Dataset excerpts
╭──

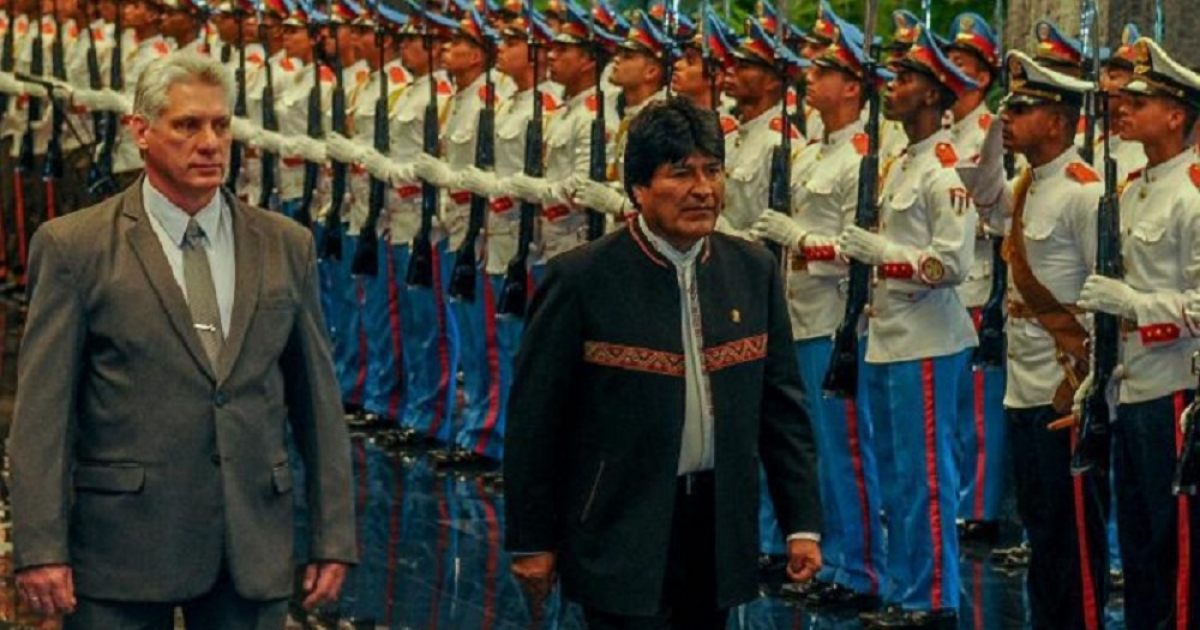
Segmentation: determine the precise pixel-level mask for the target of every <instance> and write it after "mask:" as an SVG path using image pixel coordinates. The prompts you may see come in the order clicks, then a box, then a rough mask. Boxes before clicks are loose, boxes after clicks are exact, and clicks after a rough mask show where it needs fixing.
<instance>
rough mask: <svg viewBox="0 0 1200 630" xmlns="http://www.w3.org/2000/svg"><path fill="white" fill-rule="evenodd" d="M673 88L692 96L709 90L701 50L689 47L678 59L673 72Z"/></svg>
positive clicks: (703, 59)
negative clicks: (700, 51)
mask: <svg viewBox="0 0 1200 630" xmlns="http://www.w3.org/2000/svg"><path fill="white" fill-rule="evenodd" d="M671 90H672V91H674V92H677V94H682V95H684V96H690V97H692V98H695V97H696V96H698V95H702V94H706V92H707V91H708V90H709V85H708V77H707V76H706V73H704V58H703V56H702V55H701V52H700V50H696V49H695V48H688V49H685V50H684V54H683V56H680V58H679V59H677V60H676V62H674V70H673V72H671Z"/></svg>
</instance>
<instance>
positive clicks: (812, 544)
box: [787, 539, 821, 583]
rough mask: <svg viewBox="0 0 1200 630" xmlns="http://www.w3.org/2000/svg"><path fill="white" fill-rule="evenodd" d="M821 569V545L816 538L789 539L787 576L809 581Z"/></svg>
mask: <svg viewBox="0 0 1200 630" xmlns="http://www.w3.org/2000/svg"><path fill="white" fill-rule="evenodd" d="M820 570H821V546H820V545H818V544H817V542H816V541H815V540H805V539H797V540H790V541H787V578H788V580H791V581H792V582H800V583H804V582H808V581H809V580H812V578H814V577H816V575H817V571H820Z"/></svg>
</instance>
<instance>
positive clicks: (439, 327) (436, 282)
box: [428, 246, 454, 439]
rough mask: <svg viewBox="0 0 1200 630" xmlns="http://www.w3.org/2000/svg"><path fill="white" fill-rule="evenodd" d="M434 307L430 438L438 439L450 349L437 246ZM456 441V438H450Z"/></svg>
mask: <svg viewBox="0 0 1200 630" xmlns="http://www.w3.org/2000/svg"><path fill="white" fill-rule="evenodd" d="M433 307H434V308H436V310H437V312H438V368H439V370H438V371H439V372H440V374H439V377H438V395H437V398H436V400H434V401H433V421H432V422H430V433H428V434H430V437H437V434H438V431H440V428H442V420H443V418H444V415H445V412H446V400H445V398H446V394H448V390H449V389H450V379H451V378H454V374H451V373H450V348H449V346H448V344H446V310H445V298H443V296H442V257H440V256H439V254H438V248H437V246H433ZM450 439H454V436H451V437H450Z"/></svg>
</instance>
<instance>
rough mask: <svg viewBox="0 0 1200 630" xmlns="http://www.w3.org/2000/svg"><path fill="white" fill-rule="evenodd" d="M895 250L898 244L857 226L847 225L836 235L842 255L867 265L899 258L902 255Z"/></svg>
mask: <svg viewBox="0 0 1200 630" xmlns="http://www.w3.org/2000/svg"><path fill="white" fill-rule="evenodd" d="M896 250H898V246H896V245H895V244H893V242H892V241H889V240H888V239H886V238H883V236H880V235H878V234H875V233H874V232H866V230H865V229H863V228H860V227H858V226H847V227H846V229H845V230H844V232H842V233H841V235H840V236H838V251H839V252H841V254H842V256H845V257H847V258H854V259H857V260H862V262H863V263H866V264H869V265H881V264H883V263H888V262H895V260H899V259H901V258H902V257H901V256H900V253H899V252H898V251H896Z"/></svg>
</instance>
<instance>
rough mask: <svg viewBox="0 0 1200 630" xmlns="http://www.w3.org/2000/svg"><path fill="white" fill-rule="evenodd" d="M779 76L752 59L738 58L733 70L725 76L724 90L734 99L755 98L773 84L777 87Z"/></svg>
mask: <svg viewBox="0 0 1200 630" xmlns="http://www.w3.org/2000/svg"><path fill="white" fill-rule="evenodd" d="M778 83H779V78H776V77H775V73H774V72H772V71H770V70H767V68H766V67H764V66H761V65H758V64H755V62H752V61H742V60H738V62H737V64H734V66H733V72H731V73H728V74H727V76H726V84H725V85H726V88H725V91H726V92H728V95H730V96H731V97H732V98H733V100H736V101H739V102H742V101H744V100H746V98H756V97H758V95H762V94H764V92H766V91H767V90H769V89H770V88H772V86H773V85H775V86H776V88H778V85H776V84H778Z"/></svg>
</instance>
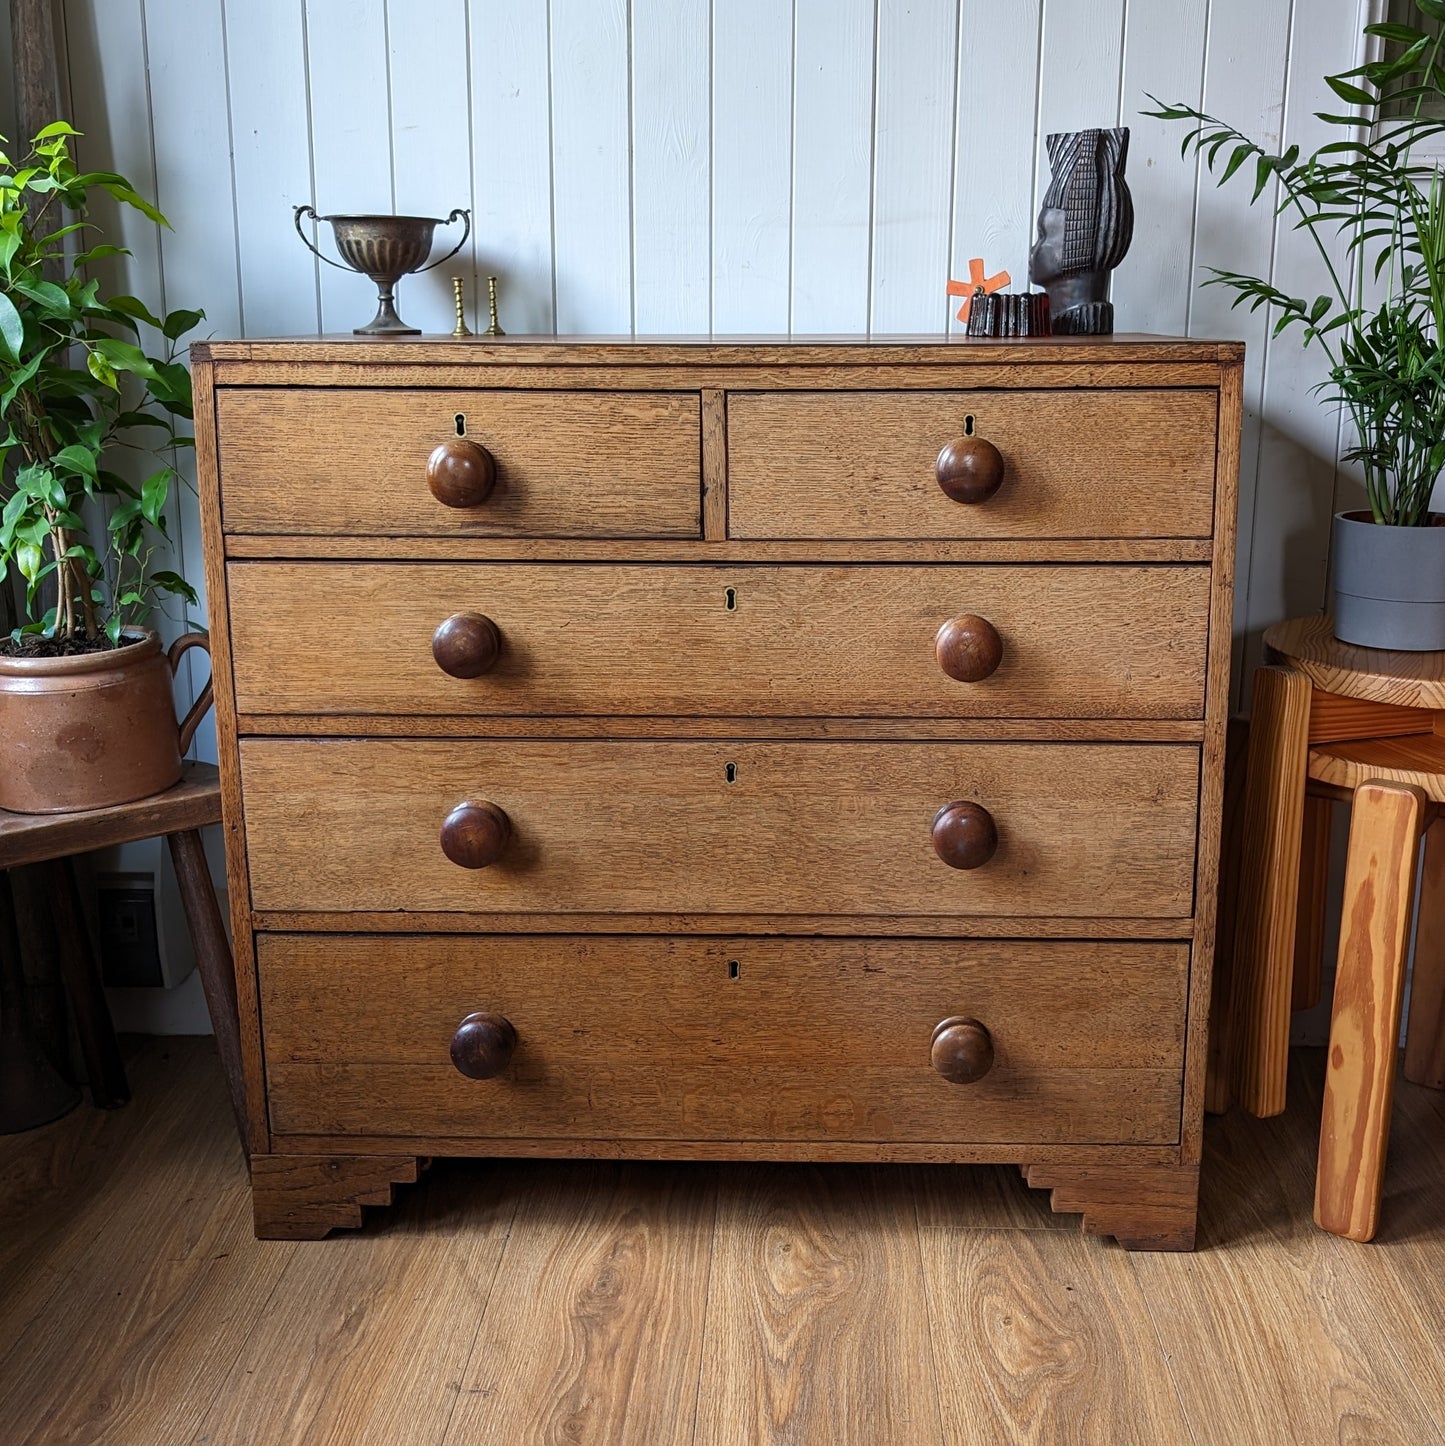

╰──

For each line above that includes "positive", make a copy.

Task result
positive clicks: (703, 59)
positive clicks: (812, 544)
positive clicks: (439, 327) (436, 282)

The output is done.